Exercise directions: Quote the items below verbatim, beginning with their first line and ending after the line that contains "[(173, 418), (233, 435)]", with both of those lines included.

Input material:
========================================================================

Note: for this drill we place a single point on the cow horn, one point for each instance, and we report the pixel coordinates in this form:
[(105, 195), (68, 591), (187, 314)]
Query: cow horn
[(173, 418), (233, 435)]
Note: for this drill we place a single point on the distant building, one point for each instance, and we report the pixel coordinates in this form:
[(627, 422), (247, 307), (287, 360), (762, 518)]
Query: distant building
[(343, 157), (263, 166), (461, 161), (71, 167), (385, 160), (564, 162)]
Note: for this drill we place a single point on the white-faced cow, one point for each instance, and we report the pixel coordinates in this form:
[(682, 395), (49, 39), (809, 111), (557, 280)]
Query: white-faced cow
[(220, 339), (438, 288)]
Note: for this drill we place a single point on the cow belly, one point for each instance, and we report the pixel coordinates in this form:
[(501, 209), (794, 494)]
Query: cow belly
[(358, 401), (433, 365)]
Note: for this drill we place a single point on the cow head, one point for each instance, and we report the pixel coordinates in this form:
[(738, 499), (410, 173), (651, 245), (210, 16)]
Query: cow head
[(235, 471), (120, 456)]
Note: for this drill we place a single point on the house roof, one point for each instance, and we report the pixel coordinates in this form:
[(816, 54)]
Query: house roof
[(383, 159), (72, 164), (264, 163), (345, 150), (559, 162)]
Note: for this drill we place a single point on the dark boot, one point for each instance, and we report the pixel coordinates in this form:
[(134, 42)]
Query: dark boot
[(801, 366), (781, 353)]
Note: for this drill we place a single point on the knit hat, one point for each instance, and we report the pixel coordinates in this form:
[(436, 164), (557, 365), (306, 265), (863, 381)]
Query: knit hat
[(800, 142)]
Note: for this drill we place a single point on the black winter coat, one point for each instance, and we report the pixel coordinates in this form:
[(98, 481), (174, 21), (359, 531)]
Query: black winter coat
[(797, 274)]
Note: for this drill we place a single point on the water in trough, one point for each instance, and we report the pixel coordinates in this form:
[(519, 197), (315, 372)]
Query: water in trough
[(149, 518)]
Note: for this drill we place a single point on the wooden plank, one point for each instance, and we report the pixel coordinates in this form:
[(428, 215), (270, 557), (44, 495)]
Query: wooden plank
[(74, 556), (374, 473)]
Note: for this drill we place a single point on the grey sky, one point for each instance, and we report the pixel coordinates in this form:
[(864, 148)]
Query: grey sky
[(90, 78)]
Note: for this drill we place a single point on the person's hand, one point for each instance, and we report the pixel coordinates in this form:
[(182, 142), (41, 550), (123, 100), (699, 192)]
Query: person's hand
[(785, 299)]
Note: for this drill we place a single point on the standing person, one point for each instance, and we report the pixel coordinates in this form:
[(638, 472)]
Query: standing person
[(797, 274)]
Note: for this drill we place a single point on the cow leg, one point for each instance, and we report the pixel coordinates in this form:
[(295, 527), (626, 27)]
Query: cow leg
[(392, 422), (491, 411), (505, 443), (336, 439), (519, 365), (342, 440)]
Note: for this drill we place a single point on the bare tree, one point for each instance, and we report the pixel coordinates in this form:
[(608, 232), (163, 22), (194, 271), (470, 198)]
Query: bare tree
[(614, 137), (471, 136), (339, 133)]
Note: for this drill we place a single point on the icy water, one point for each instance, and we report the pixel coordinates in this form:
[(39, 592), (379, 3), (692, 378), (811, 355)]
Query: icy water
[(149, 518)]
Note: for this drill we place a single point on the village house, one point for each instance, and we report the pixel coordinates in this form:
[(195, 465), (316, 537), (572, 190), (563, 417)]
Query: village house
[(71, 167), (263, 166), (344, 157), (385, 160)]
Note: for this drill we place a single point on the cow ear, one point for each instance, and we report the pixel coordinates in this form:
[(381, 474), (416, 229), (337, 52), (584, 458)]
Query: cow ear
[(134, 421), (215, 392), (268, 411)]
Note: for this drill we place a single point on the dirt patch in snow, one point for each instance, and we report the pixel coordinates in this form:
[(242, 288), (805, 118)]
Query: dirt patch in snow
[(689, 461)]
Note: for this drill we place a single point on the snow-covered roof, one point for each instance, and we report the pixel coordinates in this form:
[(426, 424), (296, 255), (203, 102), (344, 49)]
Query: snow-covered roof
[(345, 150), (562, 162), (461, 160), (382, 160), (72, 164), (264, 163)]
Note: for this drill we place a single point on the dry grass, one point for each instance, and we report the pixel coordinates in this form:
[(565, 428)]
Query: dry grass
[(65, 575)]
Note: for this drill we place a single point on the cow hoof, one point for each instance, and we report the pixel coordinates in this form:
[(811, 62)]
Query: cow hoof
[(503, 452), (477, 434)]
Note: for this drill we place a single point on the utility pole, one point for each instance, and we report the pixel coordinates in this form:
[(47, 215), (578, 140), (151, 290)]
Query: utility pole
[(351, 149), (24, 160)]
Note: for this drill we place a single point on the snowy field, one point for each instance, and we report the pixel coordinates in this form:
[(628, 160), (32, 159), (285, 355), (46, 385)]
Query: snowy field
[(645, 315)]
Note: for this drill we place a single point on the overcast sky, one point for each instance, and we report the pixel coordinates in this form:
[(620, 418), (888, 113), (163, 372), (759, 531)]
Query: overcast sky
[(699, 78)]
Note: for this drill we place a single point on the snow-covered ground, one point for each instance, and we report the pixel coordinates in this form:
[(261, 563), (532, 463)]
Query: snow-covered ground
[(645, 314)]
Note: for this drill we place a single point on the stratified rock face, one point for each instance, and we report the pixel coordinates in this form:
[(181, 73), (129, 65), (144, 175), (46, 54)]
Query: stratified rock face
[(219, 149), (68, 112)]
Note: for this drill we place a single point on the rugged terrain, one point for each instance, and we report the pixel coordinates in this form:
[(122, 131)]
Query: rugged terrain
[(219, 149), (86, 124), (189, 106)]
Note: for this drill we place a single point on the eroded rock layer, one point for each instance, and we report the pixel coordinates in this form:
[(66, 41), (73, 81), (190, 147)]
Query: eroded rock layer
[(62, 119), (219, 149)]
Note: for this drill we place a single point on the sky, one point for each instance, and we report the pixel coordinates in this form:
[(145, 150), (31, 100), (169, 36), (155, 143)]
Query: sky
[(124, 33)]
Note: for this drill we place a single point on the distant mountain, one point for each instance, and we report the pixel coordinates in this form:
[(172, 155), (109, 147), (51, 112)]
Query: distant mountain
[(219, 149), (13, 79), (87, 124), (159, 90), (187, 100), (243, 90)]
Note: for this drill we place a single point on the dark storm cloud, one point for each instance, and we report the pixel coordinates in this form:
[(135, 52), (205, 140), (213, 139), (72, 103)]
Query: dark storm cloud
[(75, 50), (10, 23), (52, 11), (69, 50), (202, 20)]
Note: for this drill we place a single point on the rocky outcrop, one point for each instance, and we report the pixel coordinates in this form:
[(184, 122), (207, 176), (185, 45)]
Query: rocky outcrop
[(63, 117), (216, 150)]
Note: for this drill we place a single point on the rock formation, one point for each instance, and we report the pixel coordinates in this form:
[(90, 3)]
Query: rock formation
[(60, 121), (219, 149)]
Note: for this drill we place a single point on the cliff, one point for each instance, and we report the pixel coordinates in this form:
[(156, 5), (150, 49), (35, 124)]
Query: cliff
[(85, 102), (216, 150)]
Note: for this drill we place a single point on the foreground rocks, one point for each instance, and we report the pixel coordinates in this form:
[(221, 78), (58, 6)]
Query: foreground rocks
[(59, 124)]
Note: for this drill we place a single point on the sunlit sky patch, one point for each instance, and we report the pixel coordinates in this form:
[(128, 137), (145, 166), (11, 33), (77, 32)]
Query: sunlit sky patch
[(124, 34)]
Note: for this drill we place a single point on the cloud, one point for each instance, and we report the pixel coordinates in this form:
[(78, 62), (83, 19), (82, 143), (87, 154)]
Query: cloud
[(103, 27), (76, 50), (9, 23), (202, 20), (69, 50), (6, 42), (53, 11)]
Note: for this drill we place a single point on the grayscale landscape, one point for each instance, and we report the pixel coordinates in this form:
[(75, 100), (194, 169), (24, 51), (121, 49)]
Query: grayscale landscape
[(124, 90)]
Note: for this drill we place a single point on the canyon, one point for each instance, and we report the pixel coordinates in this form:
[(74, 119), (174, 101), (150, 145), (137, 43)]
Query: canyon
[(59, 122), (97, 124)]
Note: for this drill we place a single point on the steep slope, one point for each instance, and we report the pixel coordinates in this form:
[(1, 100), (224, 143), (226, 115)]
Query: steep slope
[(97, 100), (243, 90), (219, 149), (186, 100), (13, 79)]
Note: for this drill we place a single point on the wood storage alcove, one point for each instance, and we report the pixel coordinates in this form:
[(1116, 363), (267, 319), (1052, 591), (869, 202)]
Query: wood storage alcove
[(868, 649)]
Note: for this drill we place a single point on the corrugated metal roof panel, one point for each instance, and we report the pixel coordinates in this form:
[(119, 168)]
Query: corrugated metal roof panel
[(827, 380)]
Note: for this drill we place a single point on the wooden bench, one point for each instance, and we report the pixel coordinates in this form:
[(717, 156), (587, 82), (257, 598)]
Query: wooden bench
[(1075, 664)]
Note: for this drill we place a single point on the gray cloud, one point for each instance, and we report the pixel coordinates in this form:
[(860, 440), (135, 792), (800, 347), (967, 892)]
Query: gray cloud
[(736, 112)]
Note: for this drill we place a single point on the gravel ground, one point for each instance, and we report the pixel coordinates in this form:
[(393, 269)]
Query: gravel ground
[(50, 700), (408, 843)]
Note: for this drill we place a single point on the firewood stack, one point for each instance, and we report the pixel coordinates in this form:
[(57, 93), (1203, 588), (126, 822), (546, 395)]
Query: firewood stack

========================================================================

Solution for this task:
Note: for this drill we place a single point on the cow horn, one point for each instance, and we report the pixel coordinates in this form:
[(105, 195), (68, 591), (187, 314)]
Query: cow horn
[(173, 418), (233, 435)]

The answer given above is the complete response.